▸ **提示本文**
= = = = = = =
Ces heures inaccessibles…
|| Ces heures プルーストはこのようにキーワードのような名詞を文の頭に置き、それをいろいろな代名詞や同格語で受けて文を続けるのが好きなようだ。フランス語には時間と訳される単語が二つあるが、この文章では長さを表すほうの時間のために les だけではなく où や y といった空間的・場所的な代名詞が使われている。|| où elle allait goûter des plaisirs inconnus 話のこの辺はすべて現在時の話として書かれている。そこにおける半過去の allait inf. 今から少し前は何々しそうなところであったが、というような意味。たとえば、J’allais tomber は、あぶな、もうちょっとでこけるとこだった、J’ai failli tomber という意味。すなわち、sans moi が書かれていないので補って解釈される。過去の話のなかでの近い未来と解釈すると誤り。この aller inf. には、すぐ前にある inaccessibles に対応して空間的・場所的移動の印象も加わる。|| この inconnus が誰にとって inconnus なのかは文脈のみにより判断される。goûter des plaisirs に続く形容詞なので彼女にとって経験のないと解釈する。もしも goûter des plaisirs qui lui étaient inconnus あるいは、goûter des plaisirs inconnus à elle と書くとあたかも我々は知っていることのような印象を与え、また神秘性がなくなり、また、inconnus_à のリエゾンが音的に美しくない。|| par une brèche inespérée nous y pénétrons さきほどの少年の言伝により、いわば彼が大人たちの夕食のテーブルのところに行くのに等しい価値をもつということに対応する。|| un des moments dont la succession les aurait composées 過去分詞が女性複数なので、この les は ces heures。条件法過去で、その瞬間が割って入ることによって連続が完璧でなくなることが表される。反実仮想として S’il n’y avait pas ce moment, la succession des moments aurait parfaitement composé ces heures. その後は le moment が代名詞 le で文中の大切な直接補語となる。|| voici の後に接続詞 que が置かれることにより名詞ではなく、節が待たれるのであるが、ずいぶん長い間が空いてから nous nous le représentons などの四つの短い節が来ている。したがって、この voici は un des moments にではなく、これら四つの節に表されている出来事に向けられていると言える。|| presque この副詞は、かなり自由な位置に置かれる。
= = = = = = =
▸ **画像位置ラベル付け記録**
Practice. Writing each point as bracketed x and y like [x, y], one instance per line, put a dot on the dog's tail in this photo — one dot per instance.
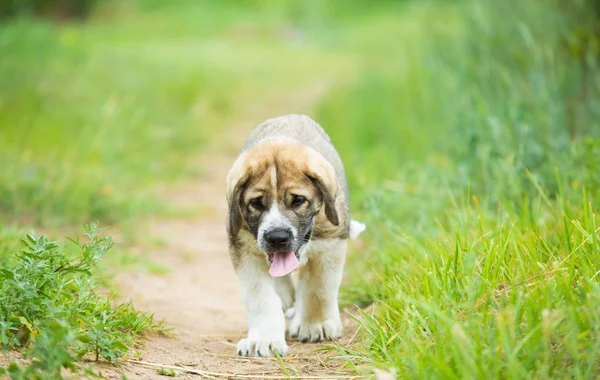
[356, 228]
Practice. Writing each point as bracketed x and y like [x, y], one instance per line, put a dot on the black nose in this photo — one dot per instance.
[278, 239]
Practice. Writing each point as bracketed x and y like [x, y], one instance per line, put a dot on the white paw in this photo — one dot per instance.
[262, 348]
[356, 228]
[316, 332]
[290, 312]
[294, 327]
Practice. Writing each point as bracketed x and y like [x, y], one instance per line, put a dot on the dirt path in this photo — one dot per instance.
[199, 297]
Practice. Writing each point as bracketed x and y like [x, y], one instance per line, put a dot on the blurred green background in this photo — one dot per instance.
[470, 132]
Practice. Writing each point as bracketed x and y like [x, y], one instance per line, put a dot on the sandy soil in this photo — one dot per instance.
[199, 297]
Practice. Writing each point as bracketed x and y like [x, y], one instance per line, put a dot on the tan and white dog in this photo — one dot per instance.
[288, 209]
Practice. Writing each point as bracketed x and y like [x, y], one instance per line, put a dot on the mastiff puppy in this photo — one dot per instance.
[288, 209]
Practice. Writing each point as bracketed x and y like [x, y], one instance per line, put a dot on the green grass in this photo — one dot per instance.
[94, 116]
[472, 153]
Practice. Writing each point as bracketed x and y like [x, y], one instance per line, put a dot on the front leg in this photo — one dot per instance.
[266, 322]
[317, 313]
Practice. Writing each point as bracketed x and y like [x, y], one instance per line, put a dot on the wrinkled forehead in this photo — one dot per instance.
[277, 179]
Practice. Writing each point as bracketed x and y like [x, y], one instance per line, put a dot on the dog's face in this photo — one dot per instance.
[276, 192]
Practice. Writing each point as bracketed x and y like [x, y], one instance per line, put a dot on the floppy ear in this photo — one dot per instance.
[237, 178]
[328, 198]
[322, 175]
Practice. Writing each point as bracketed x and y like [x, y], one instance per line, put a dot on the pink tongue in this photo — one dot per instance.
[283, 263]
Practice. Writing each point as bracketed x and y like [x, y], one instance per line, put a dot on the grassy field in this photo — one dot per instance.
[470, 131]
[473, 150]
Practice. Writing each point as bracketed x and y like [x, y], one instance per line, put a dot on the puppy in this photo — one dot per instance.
[288, 209]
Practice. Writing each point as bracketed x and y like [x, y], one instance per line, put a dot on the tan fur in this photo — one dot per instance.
[288, 177]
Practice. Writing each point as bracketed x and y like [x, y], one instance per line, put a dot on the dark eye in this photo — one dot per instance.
[256, 203]
[298, 201]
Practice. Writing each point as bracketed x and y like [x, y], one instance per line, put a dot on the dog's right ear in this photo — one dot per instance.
[237, 178]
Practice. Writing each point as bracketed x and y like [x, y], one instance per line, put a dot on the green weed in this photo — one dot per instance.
[50, 305]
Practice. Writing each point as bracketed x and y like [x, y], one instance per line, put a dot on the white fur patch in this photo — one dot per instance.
[356, 228]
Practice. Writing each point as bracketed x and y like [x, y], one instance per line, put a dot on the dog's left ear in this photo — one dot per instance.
[322, 175]
[237, 178]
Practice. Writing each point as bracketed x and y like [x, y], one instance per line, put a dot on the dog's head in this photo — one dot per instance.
[277, 191]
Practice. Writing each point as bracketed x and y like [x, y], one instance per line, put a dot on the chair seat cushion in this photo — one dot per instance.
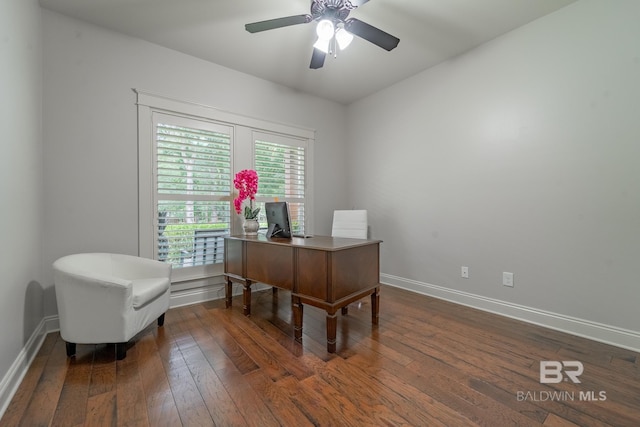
[146, 290]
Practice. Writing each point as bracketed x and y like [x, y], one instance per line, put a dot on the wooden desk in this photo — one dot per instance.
[324, 272]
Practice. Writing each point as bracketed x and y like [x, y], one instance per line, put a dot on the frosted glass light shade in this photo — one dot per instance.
[325, 29]
[344, 38]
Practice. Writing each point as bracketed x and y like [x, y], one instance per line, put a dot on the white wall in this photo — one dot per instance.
[21, 214]
[90, 129]
[520, 156]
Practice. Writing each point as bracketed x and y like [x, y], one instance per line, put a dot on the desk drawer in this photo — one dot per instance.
[270, 264]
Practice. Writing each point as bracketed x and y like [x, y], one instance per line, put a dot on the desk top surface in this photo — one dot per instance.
[325, 243]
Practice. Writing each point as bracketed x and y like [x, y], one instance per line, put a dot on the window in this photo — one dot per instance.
[188, 155]
[193, 189]
[280, 163]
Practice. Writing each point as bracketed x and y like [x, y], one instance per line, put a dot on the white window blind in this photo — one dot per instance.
[281, 166]
[193, 190]
[188, 156]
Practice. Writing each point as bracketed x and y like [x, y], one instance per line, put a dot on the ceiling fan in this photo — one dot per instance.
[334, 29]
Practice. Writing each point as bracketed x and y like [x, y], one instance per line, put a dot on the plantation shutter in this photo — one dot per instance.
[193, 180]
[281, 166]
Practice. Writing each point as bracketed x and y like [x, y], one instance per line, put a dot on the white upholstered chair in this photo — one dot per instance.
[109, 298]
[350, 223]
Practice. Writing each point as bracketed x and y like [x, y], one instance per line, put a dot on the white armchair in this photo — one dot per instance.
[109, 298]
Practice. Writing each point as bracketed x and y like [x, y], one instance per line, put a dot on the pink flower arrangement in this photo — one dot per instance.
[246, 182]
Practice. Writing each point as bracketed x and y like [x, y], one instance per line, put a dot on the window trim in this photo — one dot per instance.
[244, 129]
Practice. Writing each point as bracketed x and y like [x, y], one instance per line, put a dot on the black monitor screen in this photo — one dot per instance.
[278, 219]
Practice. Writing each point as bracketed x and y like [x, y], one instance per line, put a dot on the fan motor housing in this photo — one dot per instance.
[334, 10]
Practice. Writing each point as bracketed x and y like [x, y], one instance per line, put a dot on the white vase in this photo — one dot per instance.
[250, 227]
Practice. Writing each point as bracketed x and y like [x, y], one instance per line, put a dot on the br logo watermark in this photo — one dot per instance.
[553, 372]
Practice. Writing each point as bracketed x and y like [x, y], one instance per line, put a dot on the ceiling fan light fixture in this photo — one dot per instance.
[325, 29]
[344, 38]
[322, 45]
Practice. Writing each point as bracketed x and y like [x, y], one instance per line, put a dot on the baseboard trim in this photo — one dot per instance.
[607, 334]
[20, 366]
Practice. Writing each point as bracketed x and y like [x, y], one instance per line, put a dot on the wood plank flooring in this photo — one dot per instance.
[428, 363]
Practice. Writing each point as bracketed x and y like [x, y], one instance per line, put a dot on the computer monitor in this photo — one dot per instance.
[278, 219]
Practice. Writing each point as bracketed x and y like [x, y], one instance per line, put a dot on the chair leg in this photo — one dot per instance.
[121, 350]
[71, 349]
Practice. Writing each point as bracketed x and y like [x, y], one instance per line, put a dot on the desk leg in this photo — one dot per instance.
[375, 305]
[296, 306]
[332, 325]
[228, 293]
[246, 298]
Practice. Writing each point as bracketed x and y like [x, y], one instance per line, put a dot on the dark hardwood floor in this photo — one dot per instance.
[428, 363]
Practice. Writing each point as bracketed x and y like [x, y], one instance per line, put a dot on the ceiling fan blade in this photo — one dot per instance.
[356, 3]
[317, 59]
[371, 33]
[277, 23]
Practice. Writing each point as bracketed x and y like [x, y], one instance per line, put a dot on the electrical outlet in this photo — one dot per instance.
[464, 272]
[507, 279]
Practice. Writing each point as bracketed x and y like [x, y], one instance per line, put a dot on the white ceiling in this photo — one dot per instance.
[430, 31]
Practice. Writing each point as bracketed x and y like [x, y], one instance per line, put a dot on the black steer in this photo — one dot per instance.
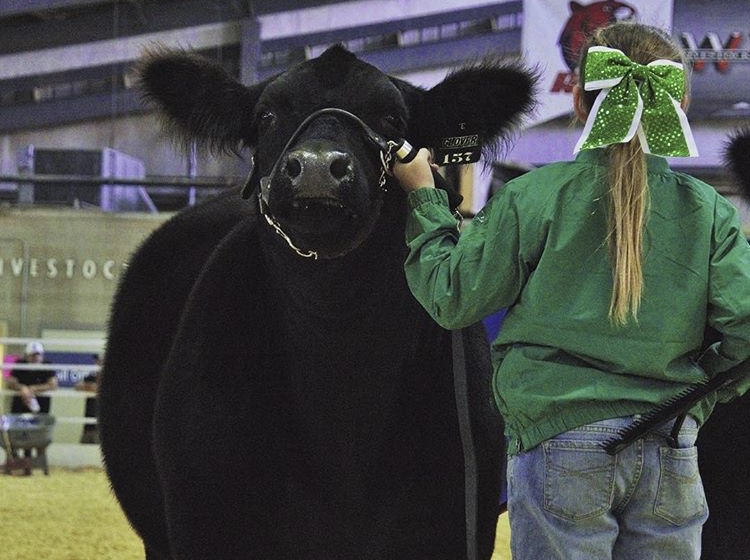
[271, 390]
[723, 443]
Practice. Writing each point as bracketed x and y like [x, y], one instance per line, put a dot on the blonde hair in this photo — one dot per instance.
[628, 184]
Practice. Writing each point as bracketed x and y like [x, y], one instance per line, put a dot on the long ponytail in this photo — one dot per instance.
[628, 206]
[628, 185]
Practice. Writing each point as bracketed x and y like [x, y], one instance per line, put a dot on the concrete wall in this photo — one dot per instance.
[59, 268]
[139, 136]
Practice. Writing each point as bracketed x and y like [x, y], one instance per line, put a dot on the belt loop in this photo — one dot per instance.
[674, 435]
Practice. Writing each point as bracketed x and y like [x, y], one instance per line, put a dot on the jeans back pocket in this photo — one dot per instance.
[579, 479]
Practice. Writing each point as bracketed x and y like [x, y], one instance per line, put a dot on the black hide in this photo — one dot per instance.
[723, 446]
[255, 404]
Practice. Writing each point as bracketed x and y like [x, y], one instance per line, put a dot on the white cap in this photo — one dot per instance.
[34, 348]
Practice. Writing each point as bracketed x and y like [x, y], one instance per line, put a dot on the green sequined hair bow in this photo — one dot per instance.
[636, 99]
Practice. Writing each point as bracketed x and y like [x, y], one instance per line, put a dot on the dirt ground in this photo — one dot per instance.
[72, 515]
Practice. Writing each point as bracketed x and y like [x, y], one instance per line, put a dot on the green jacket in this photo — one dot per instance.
[539, 247]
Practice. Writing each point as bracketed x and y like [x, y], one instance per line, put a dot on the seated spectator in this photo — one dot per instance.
[30, 382]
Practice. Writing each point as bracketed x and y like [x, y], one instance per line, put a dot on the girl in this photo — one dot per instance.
[611, 266]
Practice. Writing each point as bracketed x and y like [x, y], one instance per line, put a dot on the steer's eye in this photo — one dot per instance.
[265, 121]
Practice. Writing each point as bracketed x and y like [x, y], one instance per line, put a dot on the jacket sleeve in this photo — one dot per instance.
[729, 302]
[460, 278]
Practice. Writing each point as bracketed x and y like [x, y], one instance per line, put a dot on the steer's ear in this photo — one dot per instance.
[488, 99]
[197, 99]
[737, 156]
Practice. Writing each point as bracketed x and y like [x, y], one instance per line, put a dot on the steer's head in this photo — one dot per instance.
[318, 132]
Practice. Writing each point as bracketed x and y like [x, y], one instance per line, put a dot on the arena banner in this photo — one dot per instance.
[553, 33]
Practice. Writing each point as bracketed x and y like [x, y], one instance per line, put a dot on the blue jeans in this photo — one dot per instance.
[569, 500]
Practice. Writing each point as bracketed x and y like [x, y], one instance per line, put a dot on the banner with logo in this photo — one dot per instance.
[554, 31]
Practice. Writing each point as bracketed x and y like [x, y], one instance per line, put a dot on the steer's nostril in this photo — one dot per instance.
[340, 167]
[293, 167]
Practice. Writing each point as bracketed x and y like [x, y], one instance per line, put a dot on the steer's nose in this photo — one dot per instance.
[318, 170]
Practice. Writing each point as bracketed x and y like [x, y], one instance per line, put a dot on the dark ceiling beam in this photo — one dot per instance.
[21, 7]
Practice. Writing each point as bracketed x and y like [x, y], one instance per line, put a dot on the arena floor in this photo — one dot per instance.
[72, 515]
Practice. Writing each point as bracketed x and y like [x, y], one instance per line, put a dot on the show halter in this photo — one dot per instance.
[636, 99]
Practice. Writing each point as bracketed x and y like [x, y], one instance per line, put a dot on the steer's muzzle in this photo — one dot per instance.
[315, 172]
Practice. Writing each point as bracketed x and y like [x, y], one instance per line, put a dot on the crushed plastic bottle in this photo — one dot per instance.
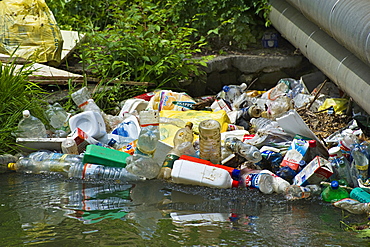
= = = = = = =
▸ **目的**
プルーストの文の注解にある「過去分詞が女性複数なので、この les は ces heures。」という一文を英語に訳してください。 これらの記録は本文とは別個の資料です。

▸ **作業結果**
Since the past participle is feminine plural, this les is ces heures.